The signal PR for priority signal received is high when a signal is detected on the priority channel. The signal PS is generated by a priority sample generator 30. The high signal PS enables the priority channel frequency and disables the active nonpriority frequency during the priority sample time. The signal SI is generated by a sample inhibit generator 32. The high signal SI inhibits a priority sample from being generated by a high signal EH for a preselected time period T1 after PS goes high. T1 is the minimum time period between priority sample periods which ensures that continuous or nearly continuous priority samples are not taken.
The signal SF is generated by a sample force generator 34. The high signal SF forces a priority sample to be taken if a high EH signal has not occurred during a preselected time period T2. T2 is the maximum time period between priority sample periods, which ensures that a priority sample occurs at least on some maximum interval.
The operation of the generator 14 is best understood with reference to FIGS. 1 and 2. Assume that a signal is being received on a nonpriority channel, so that SR is high and PR is low. Also assume that a priority sample is just taking place. On the leading edge of the sample pulse signal PS, the sample inhibit generator 32 will trigger to cause SI to go high for the time period T1. SI is coupled through an inverter 36 as a low signal to one input of an AND gate 38. The output of gate 38 therefore remains low for the time period T1 without regard to whether a null signal EH occurs or not, which inhibits another PS signal during T1.
At the falling edge of the sample pulse signal PS, the sample force generator 34 will trigger if PR remains low. The signal PS is one input of a NOR gate 40 which will generate a high signal to an AND gate 42 when both PS and PR are low. The gate 42 will generate a high signal to trigger the generator 34 if SR remains high.
If a null signal EH is received during the time period T2, the generator 34 will retrigger, PS will go high and generator 32 again generates the signal SI for the time period T1. If a null signal EH is not received, following the period T1, but before the end of the period T2, the signal SF is generated through an inverter 44 and an OR gate 46. The output of the OR gate 46 will go high to trigger the generator 30, when either the signal SF is generated, or the null signal EH is generated after SI is terminated. Each of the logic combinations is indicated in FIG. 2.

Short task A> Decide whether each statement agrees with the priority sampling passage above, answering yes or no and quoting the deciding words: (i) The signal SI is generated by the sample force generator 34. (ii) T2 is the maximum time period between priority sample periods. (iii) NOR gate 40 generates a high signal when both PS and PR are low.
Short task B> Turn the paragraph of the priority sampling passage that opens "At the falling edge of the sample pulse signal PS" into a short list that keeps its main facts.
Short task C> Pick up the priority sampling passage after its final sentence and continue it.

Raw data>

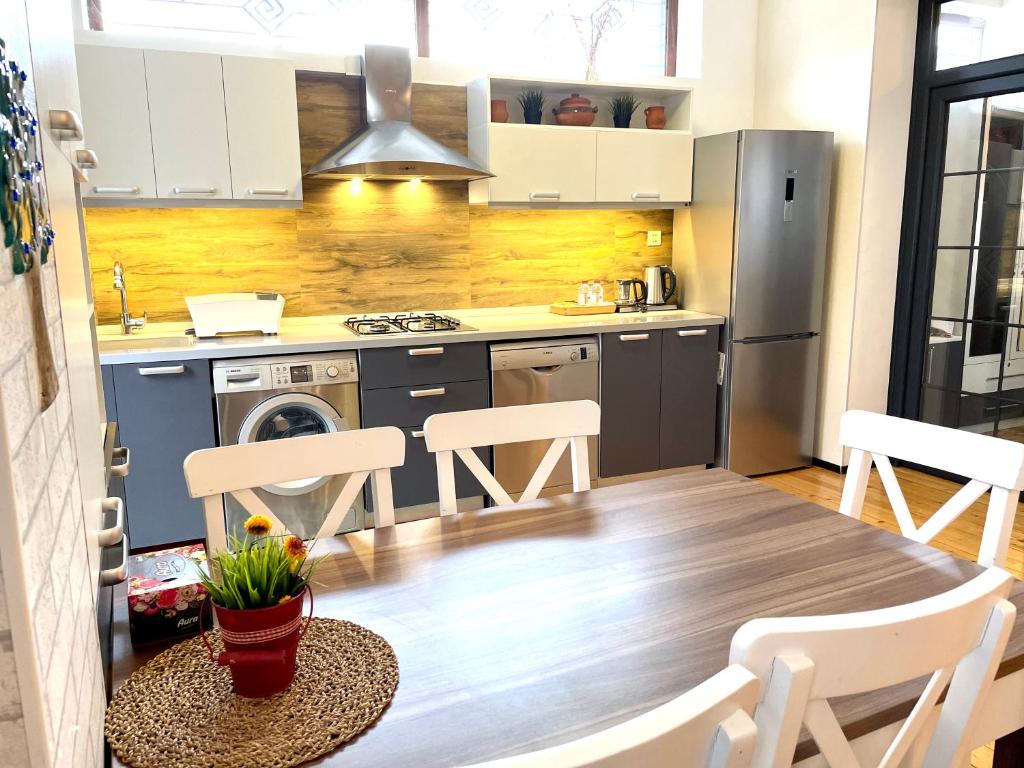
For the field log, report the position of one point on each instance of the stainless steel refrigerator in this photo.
(760, 217)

Written answer A>
(i) No: "The signal SI is generated by a sample inhibit generator 32."
(ii) Yes: "T2 is the maximum time period between priority sample periods"
(iii) Yes: "which will generate a high signal to an AND gate 42 when both PS and PR are low"

Written answer B>
- At the falling edge of PS, the sample force generator 34 triggers if PR remains low.
- PS is one input of NOR gate 40, which sends a high signal to AND gate 42 when both PS and PR are low.
- Gate 42 then sends a high signal that triggers generator 34 if SR remains high.

Written answer C>
The reception of a signal by the detector 12 is inhibited during the signal PS, by coupling the signal through an inverter 48 to the switch 16. The switch 16 mutes the noise on the priority channel (if any) until the priority sample period is terminated. When SR is low, neither a priority or nonpriority signal is being received and the gates 28 and 42 will be inhibited, preventing any sample pulse from being generated. The generator 30 also is inhibited from generating a sample pulse by the signal PR when a priority signal is received. Since nulls in a normal signal pattern occur frequently, the system 10 can monitor the priority channel for a much larger portion of the time without disrupting the nonpriority signal.
Referring to FIG. 3, one schematic logic embodiment of the invention is illustrated. The signal from the muting switch 16 is coupled through a capacitor 50 into the band pass filter 18 which includes a first conventional third order low pass 3 kHz Butterworth filter 52.
The filter 18 also can include a second third order high pass 300 Hz filter 54. The signal output of the filter 18 is coupled through a capacitor 56 into the AGC amplifier 20. The filter 18 is generally part of the receiver as above mentioned. The filter 18 also can be eliminated and the invention will still be operable although it will not function as well for noisy or weak signals.
The AGC amplifier 20 includes a pnp transistor 58 which provides an essentially constant peak to peak signal output on its collector. The AGC amplifier 20 is designed for about a 30 db range over which the output signal remain constant. The range of course depends upon the receiver design and application. As designed, the signal from the filter 18 is fed first to a npn transistor 60, which is also coupled to a JFET 62. The signal output of the transistor 58 is coupled through a capacitor 64 to the envelope detector 22.
The signal from the amplifier 20 is fed to the base of an npn transistor 66. Three diodes 68, 70 and 72 and a resistor 74 provide a bias circuit for the transistor 66, which maintains the transistor 66 at just below its turn on amplitude. The transistor 66 will follow any positive signal from the amplifier 20 and will store the signal peak from its emitter on a capacitor 76. The value of the capacitor 76 and a resistor 77 sets the decay time constant of the detector 22. A capacitor 78 and a resistor 80 provide a further filter for the dc output signal from the detector 22.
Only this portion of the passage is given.